[Some records]
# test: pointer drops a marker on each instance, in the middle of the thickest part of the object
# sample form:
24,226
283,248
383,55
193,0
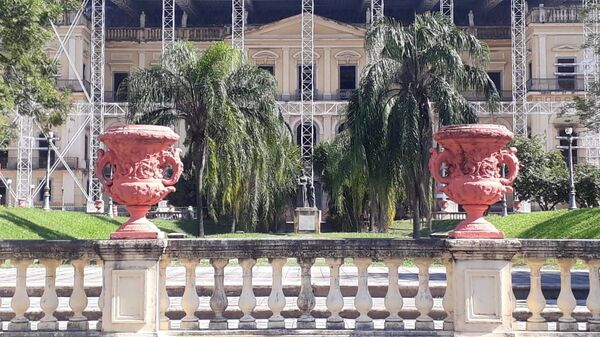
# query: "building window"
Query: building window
565,73
268,67
119,91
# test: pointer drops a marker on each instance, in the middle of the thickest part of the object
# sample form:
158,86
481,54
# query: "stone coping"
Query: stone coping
376,248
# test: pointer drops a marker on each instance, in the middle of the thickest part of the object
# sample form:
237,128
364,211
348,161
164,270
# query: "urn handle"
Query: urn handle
435,163
509,158
172,158
104,158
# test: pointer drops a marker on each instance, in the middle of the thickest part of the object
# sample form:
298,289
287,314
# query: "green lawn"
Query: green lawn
27,223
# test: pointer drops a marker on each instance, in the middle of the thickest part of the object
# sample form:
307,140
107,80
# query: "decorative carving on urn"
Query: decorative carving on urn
473,157
139,156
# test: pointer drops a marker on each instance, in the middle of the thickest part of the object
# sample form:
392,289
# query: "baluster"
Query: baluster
78,300
566,300
335,301
189,300
393,299
20,300
535,300
49,300
593,300
363,301
448,300
165,324
277,298
100,264
247,301
218,301
423,299
306,298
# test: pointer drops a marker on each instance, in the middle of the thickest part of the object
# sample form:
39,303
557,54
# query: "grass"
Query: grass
29,223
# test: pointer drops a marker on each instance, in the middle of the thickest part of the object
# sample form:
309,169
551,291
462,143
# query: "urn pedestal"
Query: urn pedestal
138,157
472,159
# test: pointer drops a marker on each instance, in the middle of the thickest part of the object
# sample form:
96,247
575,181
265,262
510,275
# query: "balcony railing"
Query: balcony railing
556,84
570,14
461,287
154,34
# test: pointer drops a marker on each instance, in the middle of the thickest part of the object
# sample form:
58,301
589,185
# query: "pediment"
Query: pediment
290,28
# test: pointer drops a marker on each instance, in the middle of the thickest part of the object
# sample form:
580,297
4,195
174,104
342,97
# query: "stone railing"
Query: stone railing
358,287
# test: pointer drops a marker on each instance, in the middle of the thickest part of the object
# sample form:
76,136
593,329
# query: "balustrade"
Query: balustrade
364,285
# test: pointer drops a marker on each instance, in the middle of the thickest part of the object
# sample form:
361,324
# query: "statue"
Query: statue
184,20
310,191
143,20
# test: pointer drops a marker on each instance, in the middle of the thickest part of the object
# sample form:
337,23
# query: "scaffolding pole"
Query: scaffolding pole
377,10
168,25
97,95
238,21
447,8
519,59
307,90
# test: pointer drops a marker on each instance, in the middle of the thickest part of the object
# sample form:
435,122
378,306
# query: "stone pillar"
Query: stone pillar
131,291
483,301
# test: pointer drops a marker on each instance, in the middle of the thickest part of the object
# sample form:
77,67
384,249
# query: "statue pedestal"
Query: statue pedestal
307,220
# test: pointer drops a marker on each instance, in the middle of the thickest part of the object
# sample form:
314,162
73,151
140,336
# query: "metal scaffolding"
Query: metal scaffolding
307,107
519,60
168,24
97,96
447,8
377,10
238,21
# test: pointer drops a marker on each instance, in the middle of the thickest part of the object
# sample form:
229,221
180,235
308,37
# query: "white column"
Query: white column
363,301
566,300
164,296
593,299
306,298
189,300
535,300
78,300
393,299
335,301
277,298
423,299
20,300
218,301
247,301
286,72
49,300
448,300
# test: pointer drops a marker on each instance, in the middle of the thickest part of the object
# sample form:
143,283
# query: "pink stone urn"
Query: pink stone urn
138,156
473,157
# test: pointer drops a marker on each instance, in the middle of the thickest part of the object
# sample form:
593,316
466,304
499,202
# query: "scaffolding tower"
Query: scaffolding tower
238,20
168,25
519,59
97,96
307,88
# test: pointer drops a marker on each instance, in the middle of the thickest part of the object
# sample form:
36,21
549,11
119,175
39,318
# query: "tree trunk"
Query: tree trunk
200,160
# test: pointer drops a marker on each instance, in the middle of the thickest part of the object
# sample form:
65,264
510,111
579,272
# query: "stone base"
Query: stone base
567,326
48,326
19,326
189,325
536,326
78,325
307,220
368,325
218,325
424,325
394,324
276,322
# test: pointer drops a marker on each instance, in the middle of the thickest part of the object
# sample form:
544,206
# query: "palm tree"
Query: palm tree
223,102
390,117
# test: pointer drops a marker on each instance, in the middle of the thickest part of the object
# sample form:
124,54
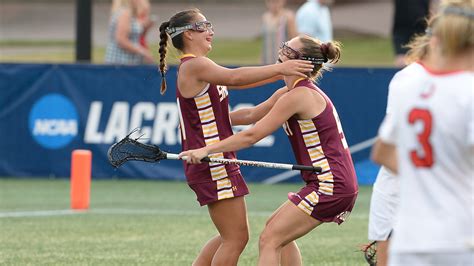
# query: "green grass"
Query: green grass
149,223
357,51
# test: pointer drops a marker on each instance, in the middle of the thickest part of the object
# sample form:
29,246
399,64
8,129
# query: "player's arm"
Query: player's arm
385,154
257,84
285,107
247,116
205,70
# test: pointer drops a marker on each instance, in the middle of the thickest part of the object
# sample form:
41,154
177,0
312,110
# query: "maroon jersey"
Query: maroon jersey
204,120
320,142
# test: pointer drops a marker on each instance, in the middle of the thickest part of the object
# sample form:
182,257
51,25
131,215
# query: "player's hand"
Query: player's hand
296,68
193,156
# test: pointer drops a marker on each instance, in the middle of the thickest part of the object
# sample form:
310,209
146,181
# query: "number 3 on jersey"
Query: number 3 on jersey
423,157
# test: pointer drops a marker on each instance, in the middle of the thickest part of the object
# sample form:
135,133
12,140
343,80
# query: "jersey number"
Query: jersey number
422,158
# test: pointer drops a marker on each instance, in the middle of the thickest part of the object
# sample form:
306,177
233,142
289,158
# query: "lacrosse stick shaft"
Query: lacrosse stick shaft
284,166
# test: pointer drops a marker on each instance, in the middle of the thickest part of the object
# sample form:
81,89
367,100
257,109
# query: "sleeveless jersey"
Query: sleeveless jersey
204,120
431,123
320,142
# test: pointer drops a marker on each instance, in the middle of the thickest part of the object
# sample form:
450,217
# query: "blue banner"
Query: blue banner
47,111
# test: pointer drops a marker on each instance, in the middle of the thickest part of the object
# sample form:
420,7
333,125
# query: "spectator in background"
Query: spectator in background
409,20
143,14
314,19
278,25
125,30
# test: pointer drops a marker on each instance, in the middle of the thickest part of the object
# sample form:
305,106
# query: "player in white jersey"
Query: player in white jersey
384,200
428,140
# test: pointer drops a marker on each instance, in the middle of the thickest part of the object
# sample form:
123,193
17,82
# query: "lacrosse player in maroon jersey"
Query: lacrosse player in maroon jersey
314,130
204,120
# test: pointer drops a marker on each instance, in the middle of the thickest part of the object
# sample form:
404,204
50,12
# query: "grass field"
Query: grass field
147,223
357,51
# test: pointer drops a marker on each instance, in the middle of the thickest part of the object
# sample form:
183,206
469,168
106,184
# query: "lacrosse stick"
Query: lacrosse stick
370,251
129,149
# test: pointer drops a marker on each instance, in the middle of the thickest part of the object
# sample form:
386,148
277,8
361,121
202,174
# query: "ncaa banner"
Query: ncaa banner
47,111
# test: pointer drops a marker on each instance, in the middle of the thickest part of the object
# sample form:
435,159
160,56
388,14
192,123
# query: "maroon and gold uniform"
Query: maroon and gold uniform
204,120
330,195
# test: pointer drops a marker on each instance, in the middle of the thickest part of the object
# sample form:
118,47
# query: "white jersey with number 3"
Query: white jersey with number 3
432,126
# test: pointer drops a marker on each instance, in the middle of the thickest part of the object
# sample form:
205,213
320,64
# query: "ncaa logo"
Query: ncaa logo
53,121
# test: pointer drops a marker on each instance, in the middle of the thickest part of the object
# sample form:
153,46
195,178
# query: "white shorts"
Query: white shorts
381,215
432,259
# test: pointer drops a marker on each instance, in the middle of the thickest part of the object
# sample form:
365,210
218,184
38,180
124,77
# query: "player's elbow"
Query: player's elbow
236,78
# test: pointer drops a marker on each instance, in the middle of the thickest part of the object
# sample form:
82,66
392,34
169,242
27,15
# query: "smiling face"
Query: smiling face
290,50
202,33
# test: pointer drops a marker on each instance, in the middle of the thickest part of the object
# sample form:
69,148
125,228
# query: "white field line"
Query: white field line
169,212
289,174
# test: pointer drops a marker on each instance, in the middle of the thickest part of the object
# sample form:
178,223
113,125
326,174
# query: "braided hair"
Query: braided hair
178,20
326,52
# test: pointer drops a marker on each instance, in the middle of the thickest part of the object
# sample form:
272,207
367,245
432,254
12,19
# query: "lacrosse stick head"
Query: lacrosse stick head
129,149
370,252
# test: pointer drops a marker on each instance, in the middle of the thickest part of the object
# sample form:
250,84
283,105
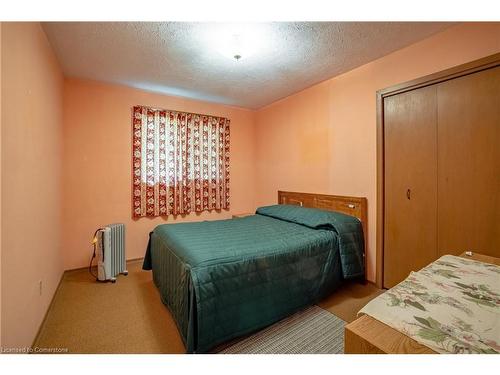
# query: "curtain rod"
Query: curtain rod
171,110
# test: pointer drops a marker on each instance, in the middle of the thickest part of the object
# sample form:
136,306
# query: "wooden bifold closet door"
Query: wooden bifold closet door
410,182
441,176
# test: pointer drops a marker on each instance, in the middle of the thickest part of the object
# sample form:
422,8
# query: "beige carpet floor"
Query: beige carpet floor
128,316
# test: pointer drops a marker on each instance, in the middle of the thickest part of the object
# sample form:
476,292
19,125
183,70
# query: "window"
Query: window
180,162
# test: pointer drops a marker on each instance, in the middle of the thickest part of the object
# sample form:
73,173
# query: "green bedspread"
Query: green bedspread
226,278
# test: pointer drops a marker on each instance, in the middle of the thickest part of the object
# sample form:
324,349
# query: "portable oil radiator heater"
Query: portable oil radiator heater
109,248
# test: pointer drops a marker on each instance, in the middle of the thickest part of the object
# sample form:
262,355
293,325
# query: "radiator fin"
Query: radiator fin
113,259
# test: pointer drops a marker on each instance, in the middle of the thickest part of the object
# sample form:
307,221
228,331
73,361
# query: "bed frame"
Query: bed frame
353,206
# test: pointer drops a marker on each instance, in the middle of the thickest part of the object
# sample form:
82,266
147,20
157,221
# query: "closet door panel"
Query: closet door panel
410,204
469,164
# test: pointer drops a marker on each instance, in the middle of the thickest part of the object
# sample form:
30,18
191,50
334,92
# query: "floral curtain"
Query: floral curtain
180,162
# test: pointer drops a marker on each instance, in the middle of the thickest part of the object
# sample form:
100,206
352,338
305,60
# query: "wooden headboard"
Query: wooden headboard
354,206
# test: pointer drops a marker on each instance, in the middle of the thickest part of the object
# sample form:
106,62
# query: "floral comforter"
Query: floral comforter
451,306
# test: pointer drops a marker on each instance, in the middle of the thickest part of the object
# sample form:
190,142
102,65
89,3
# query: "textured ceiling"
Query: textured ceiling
183,59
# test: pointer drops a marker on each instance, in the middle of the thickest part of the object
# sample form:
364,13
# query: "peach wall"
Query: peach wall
323,139
32,89
97,164
0,183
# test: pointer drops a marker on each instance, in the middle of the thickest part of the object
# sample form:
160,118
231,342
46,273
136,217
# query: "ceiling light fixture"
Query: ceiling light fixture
237,41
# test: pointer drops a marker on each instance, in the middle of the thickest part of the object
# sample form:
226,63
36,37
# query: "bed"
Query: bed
450,306
227,278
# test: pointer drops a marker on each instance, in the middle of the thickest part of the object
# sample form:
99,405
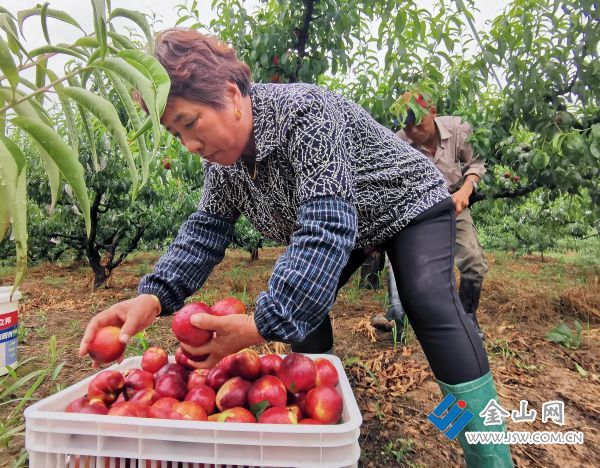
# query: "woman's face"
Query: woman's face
218,135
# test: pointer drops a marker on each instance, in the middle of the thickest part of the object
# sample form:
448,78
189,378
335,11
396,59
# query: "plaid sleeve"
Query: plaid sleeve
198,247
303,284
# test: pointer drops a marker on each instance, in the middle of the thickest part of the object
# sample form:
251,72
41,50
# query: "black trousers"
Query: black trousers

**WRITTEN INSTRUCTION**.
How many lines of the material above contain the string "lacrosse"? Give only the number.

**RESPONSE TO THIS EXERCISE**.
8